━━━━━ EXERCISE DATA ━━━━━

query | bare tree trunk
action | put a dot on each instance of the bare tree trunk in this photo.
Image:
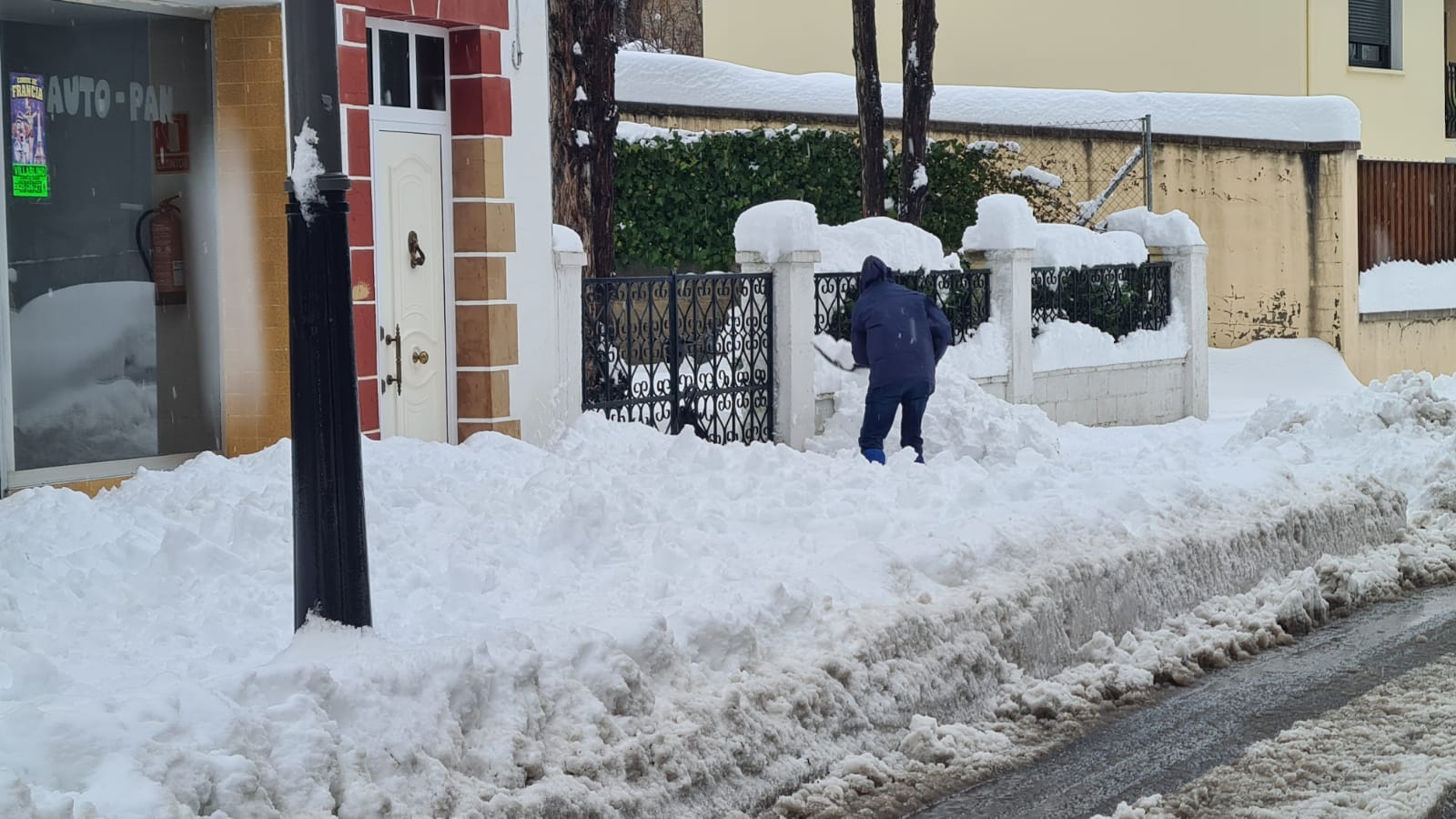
(871, 111)
(919, 86)
(584, 123)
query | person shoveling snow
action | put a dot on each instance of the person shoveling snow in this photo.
(900, 336)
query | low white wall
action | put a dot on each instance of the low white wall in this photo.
(1145, 392)
(1127, 395)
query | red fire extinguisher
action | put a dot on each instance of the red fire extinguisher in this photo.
(167, 263)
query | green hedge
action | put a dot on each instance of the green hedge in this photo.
(679, 198)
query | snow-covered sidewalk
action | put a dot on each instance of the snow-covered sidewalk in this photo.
(633, 624)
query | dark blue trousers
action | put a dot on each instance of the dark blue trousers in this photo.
(880, 414)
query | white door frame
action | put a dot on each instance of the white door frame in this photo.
(385, 360)
(417, 121)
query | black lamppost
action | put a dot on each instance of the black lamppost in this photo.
(329, 547)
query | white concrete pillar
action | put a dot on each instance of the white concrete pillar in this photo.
(570, 266)
(1190, 299)
(793, 341)
(1011, 308)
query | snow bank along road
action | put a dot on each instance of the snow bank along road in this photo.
(1198, 731)
(632, 624)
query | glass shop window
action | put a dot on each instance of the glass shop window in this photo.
(108, 235)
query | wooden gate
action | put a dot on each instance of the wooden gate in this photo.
(1407, 212)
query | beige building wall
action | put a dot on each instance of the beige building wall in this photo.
(1411, 341)
(1402, 111)
(1280, 256)
(1264, 47)
(1036, 43)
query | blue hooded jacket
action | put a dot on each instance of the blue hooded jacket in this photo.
(897, 332)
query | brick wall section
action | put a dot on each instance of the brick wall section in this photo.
(254, 228)
(487, 339)
(359, 165)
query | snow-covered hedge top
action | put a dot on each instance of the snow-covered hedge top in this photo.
(565, 241)
(775, 229)
(1172, 229)
(669, 79)
(900, 245)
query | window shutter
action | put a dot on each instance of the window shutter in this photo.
(1370, 22)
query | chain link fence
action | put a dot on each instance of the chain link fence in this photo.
(1092, 167)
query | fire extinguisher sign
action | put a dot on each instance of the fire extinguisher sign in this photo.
(29, 174)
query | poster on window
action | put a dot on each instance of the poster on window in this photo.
(29, 175)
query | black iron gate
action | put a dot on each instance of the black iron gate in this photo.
(682, 351)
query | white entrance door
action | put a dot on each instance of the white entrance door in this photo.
(410, 239)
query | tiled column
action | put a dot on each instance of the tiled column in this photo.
(254, 237)
(487, 337)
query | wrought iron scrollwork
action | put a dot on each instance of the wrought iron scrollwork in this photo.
(963, 295)
(682, 351)
(1116, 299)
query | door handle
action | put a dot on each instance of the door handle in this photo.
(398, 378)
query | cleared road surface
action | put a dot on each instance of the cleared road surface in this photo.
(1368, 727)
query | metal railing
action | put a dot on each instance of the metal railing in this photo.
(682, 351)
(963, 295)
(1116, 299)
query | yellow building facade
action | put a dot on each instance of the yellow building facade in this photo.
(1263, 47)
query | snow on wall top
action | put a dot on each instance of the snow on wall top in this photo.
(669, 79)
(1409, 286)
(1169, 229)
(776, 229)
(565, 241)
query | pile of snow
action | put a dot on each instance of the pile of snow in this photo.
(778, 229)
(539, 643)
(1172, 229)
(1390, 429)
(1006, 222)
(545, 644)
(900, 245)
(1063, 346)
(961, 419)
(662, 79)
(1072, 245)
(775, 229)
(934, 758)
(1040, 177)
(1409, 286)
(565, 241)
(1388, 753)
(1245, 379)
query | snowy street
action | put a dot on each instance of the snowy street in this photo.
(633, 624)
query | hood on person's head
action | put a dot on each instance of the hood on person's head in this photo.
(874, 273)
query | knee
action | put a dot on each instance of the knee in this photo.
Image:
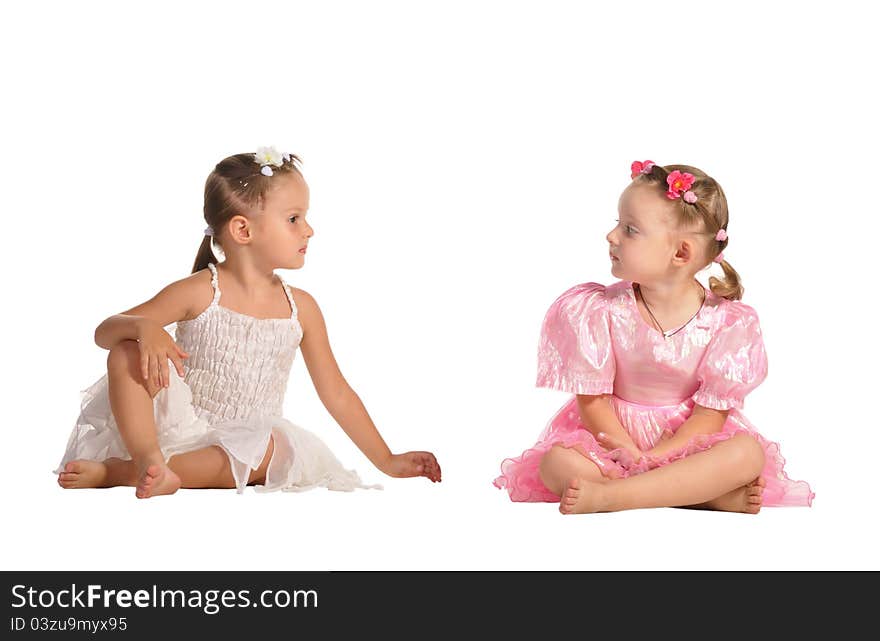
(123, 355)
(748, 455)
(124, 360)
(259, 475)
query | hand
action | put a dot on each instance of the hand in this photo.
(612, 443)
(412, 464)
(156, 347)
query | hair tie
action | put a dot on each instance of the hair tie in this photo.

━━━━━

◆ REQUEST
Can you give all of the lines above as a numbered list, with blank lines dropped and the pictures left out?

◆ EXERCISE OUTPUT
1. query | bare tree trunk
2. action | put a dot on each instance of the bare tree trunk in this photo.
3. Image:
4. (871, 111)
5. (919, 86)
6. (584, 123)
7. query | person shoveling snow
8. action | put a dot on each instance of the person shoveling snow in this photo.
9. (900, 336)
10. query | low white wall
11. action | put a dot on each instance of the low white wall in this photo.
12. (1145, 392)
13. (1127, 395)
14. query | red fire extinguisher
15. action | put a dot on each instance of the red fire extinguisher in this photo.
16. (167, 263)
17. query | green hedge
18. action | put a dot on each instance of the green hedge in this photo.
19. (679, 198)
20. query | snow-covered sidewalk
21. action | put a dot on each instance of the snow-covered sidewalk in this photo.
22. (633, 624)
23. query | dark blue trousers
24. action | put a dot on each instance of the dark blue trousers in this photo.
25. (880, 414)
26. query | white door frame
27. action | put a dot on each instance of the white door frame in this photo.
28. (385, 360)
29. (417, 121)
30. query | black lamppost
31. action | put a dot on each instance of the black lamppost in this photo.
32. (329, 547)
33. query | white concrete pillar
34. action | put a dot on each instance of the white concrete pillar in this photo.
35. (570, 266)
36. (1190, 299)
37. (793, 341)
38. (1011, 308)
39. query | snow bank along road
40. action | put a dot on each instance of the snow bank along road in this photo.
41. (1198, 731)
42. (632, 624)
43. query | glass shop window
44. action | put a dot on each instance of the glass shop window in this photo.
45. (108, 235)
46. query | wooden gate
47. action | put a dot on each instance of the wooden gate in this photo.
48. (1407, 212)
49. query | beige building wall
50. action | put a dot on each instance of the beige building wall in this photo.
51. (1411, 341)
52. (1402, 111)
53. (1280, 256)
54. (1264, 47)
55. (1036, 43)
56. query | blue hooded jacket
57. action | put a dot on each instance of the blue hooded jacket in this photo.
58. (897, 332)
59. query | brick wall section
60. action | put a dot on each instance of the brick wall section in this photo.
61. (254, 228)
62. (487, 339)
63. (359, 165)
64. query | snow-covered hedge top
65. action | put a dot on each instance of the snow-covered hedge top in this photo.
66. (565, 241)
67. (775, 229)
68. (1172, 229)
69. (669, 79)
70. (900, 245)
71. query | window shutter
72. action | put a dot on each instance of the window shutter in this photo.
73. (1370, 22)
74. query | chain link fence
75. action | put a dot on each instance of the chain link fence in this photo.
76. (1092, 167)
77. query | fire extinguisher sign
78. action | put a dot on each instance of the fire extinguisher sign in this photo.
79. (29, 174)
80. query | poster on window
81. action | put a dot on each instance of the poster on window in this photo.
82. (29, 175)
83. query | black iron gate
84. action | put a dot on each instance of the black iron gate in this photo.
85. (682, 351)
86. query | white entrance door
87. action | put a dot on each instance of the white entrance door in this photo.
88. (410, 239)
89. query | tiled column
90. action | put a dot on each instance of the tiled column in this photo.
91. (254, 237)
92. (487, 337)
93. query | wrought iron scrollwork
94. action | put a dot on each instance of the wrought iron scrollwork in this photo.
95. (963, 295)
96. (682, 351)
97. (1116, 299)
98. query | door handle
99. action | put a dot on each instance of the door handle in this photo.
100. (398, 378)
101. query | cleared road surface
102. action | put a dot on each instance of the cleared road surface in this photo.
103. (1368, 727)
104. query | metal railing
105. action | put a dot on each instance of the metal railing in this photo.
106. (682, 351)
107. (963, 295)
108. (1116, 299)
109. query | yellow building facade
110. action | put a dot on each instance of the yellow building facade in this photo.
111. (1263, 47)
112. query | snow on wall top
113. action | put a dot on each instance of the snow on wall top in this photo.
114. (669, 79)
115. (1409, 286)
116. (1169, 229)
117. (776, 229)
118. (565, 241)
119. query | pile of snow
120. action | put a dot on each instance of the pile of snow in this photo.
121. (778, 229)
122. (539, 643)
123. (1172, 229)
124. (1390, 429)
125. (1006, 222)
126. (545, 644)
127. (900, 245)
128. (1063, 346)
129. (961, 419)
130. (662, 79)
131. (1072, 245)
132. (775, 229)
133. (934, 758)
134. (1040, 177)
135. (1409, 286)
136. (565, 241)
137. (1388, 753)
138. (1245, 379)
139. query | snowy street
140. action | put a dot on each instance of the snowy street in this photo.
141. (633, 624)
142. query | hood on person's head
143. action | put a dot on each instance of the hood on person's head in this photo.
144. (874, 273)
145. query | knee
146. action | put a dot on each instance of the knee in this photo.
147. Image:
148. (123, 355)
149. (748, 455)
150. (124, 360)
151. (259, 475)
152. query | hand
153. action | put a dot on each instance of the hand in this photo.
154. (612, 443)
155. (412, 464)
156. (156, 347)
157. query | hair tie
158. action | put a dot on each instance of the hair tie in this photo.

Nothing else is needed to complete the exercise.